__Try it__:
Copy word for word the part of the article on blood pressure drugs and breast cancer that begins at the words "Monday, Oct. 07, 1974" and ends after "developing breast cancer.".
== Document excerpt
Monday, Oct. 07, 1974
Increasing the Risk
When the records of hospital patients are analyzed by a computer, the electronic brain sometimes makes surprising discoveries by collating and relating data that a human mind would take many years to process. This has happened in the Boston metropolitan area, where a Boston University team led by Dr. Hershel Jick analyzed the records of 25,000 patients admitted to 24 hospitals in 1972. The surprise finding, reported in the British medical journal the Lancet, is that women aged 50 or over who take certain types of medication to relieve mild cases of high blood pressure run a threefold increased risk of developing breast cancer.
Some 10% to 20% of all U.S. women in the over-50 age group have some degree of hypertension, and hundreds of thousands of them are being medically treated for the condition. Most of these patients take a small daily dose of reserpine or a related alkaloid, both extracted from the roots of the Indian shrub, Rauwolfia serpentina. The rauwolfia products have been in use for 20 years, have generally been well tolerated in the dosage used by patients, and are inexpensive compared with newer medications for lowering blood pressure, such as guanethidine and methyldopa. The Boston team listed six products containing reserpine, usually in combination with a diuretic medication, that had been prescribed for the patients studied; dozens more are sold in the U.S. and other countries.
Cautious Checks. The investigators found that eleven, or 7.3%, of 150 women with newly diagnosed breast cancer had been taking reserpine medicines, whereas only 2.2% of 1,200 patients without breast cancer (but otherwise similar to the cancer-stricken women in age and other characteristics) had taken them. They reanalyzed their data to rule out hypertension itself as a cause or accelerator of breast cancer and also found no association with the alternative hypertension drugs. Cautious to a degree and determined not to be alarmist, the Boston group invited eminent epidemiologists in England and Finland to run a similar check. Their results were essentially the same.
Theories as to how reserpine-type alkaloids might influence breast cancer are inconclusive. A leading U.S. cancer epidemiologist, Manhattan's Dr. Ernest L. Wynder, believes that the action is not to cause the cancer--that usually takes many years--but to stimulate or accelerate its development. A somber Lancet editorial suggests that doctors will now have to weigh the apparently greater risk of breast cancer against the advantages of lowering blood pressure for mature women.
====
== Supplied information
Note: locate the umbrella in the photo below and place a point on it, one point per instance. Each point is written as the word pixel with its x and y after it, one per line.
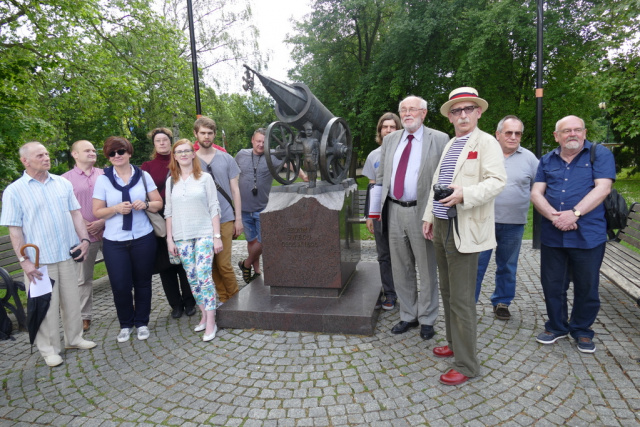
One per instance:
pixel 37 307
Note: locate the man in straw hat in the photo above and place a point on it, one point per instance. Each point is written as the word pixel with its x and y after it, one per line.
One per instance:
pixel 461 224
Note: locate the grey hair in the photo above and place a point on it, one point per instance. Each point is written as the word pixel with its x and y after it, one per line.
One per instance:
pixel 558 122
pixel 26 148
pixel 423 103
pixel 509 117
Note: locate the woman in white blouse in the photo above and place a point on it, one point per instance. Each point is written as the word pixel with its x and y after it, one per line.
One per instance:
pixel 193 228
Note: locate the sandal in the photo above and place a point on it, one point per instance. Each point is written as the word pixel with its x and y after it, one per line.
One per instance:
pixel 246 272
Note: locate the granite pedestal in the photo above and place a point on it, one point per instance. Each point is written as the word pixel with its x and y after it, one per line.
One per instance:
pixel 312 276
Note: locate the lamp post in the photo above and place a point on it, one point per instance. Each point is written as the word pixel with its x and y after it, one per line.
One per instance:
pixel 603 107
pixel 194 59
pixel 539 92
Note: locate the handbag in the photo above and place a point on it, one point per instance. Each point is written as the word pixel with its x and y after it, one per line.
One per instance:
pixel 157 221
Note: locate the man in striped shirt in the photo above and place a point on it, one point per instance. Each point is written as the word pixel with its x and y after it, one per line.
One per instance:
pixel 461 225
pixel 40 208
pixel 83 177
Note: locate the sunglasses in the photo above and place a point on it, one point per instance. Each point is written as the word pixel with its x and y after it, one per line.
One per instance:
pixel 120 152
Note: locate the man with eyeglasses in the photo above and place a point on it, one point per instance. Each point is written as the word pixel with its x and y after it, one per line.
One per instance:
pixel 511 209
pixel 224 171
pixel 40 208
pixel 569 192
pixel 255 185
pixel 461 225
pixel 407 161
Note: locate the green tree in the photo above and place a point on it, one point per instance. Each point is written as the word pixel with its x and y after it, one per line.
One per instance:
pixel 430 47
pixel 621 90
pixel 335 48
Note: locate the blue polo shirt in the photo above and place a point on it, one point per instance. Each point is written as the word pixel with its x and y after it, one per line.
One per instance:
pixel 567 184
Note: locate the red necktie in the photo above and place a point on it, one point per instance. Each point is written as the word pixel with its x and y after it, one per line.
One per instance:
pixel 398 184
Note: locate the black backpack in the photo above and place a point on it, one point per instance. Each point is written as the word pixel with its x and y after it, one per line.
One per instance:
pixel 616 210
pixel 5 325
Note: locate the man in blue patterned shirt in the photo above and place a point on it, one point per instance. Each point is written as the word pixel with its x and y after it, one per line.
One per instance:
pixel 568 192
pixel 40 208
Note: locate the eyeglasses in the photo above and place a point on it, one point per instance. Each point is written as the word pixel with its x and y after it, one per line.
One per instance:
pixel 120 152
pixel 568 131
pixel 510 133
pixel 468 110
pixel 411 110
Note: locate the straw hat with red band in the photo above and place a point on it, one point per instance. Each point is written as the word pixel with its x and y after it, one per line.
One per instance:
pixel 463 94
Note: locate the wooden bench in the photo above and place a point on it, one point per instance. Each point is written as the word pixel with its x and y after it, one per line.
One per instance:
pixel 621 265
pixel 11 277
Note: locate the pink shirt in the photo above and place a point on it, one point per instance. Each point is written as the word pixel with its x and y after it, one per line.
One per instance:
pixel 83 189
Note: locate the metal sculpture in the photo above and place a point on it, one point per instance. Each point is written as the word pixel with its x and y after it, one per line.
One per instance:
pixel 322 141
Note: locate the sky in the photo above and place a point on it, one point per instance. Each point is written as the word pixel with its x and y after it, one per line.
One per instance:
pixel 272 18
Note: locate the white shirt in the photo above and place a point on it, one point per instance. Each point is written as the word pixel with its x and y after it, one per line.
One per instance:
pixel 191 205
pixel 413 167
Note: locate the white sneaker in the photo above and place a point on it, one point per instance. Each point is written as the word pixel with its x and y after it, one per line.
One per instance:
====
__The answer__:
Monday, Oct. 07, 1974
Increasing the Risk
When the records of hospital patients are analyzed by a computer, the electronic brain sometimes makes surprising discoveries by collating and relating data that a human mind would take many years to process. This has happened in the Boston metropolitan area, where a Boston University team led by Dr. Hershel Jick analyzed the records of 25,000 patients admitted to 24 hospitals in 1972. The surprise finding, reported in the British medical journal the Lancet, is that women aged 50 or over who take certain types of medication to relieve mild cases of high blood pressure run a threefold increased risk of developing breast cancer.